(Beginning of Provided records)

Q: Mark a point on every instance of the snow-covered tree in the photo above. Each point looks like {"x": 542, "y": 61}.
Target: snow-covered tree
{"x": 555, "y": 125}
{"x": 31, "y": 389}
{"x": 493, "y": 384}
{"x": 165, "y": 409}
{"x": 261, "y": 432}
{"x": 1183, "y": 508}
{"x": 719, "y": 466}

(End of Provided records)

▶ _Work to be completed_:
Set down every record above, word for word.

▶ _Finished exercise_:
Q: Mark a point on every instance of the snow-covered tree in the photo above. Each point looks like {"x": 542, "y": 61}.
Target: snow-covered tree
{"x": 555, "y": 125}
{"x": 31, "y": 389}
{"x": 493, "y": 384}
{"x": 165, "y": 409}
{"x": 261, "y": 432}
{"x": 1183, "y": 508}
{"x": 719, "y": 466}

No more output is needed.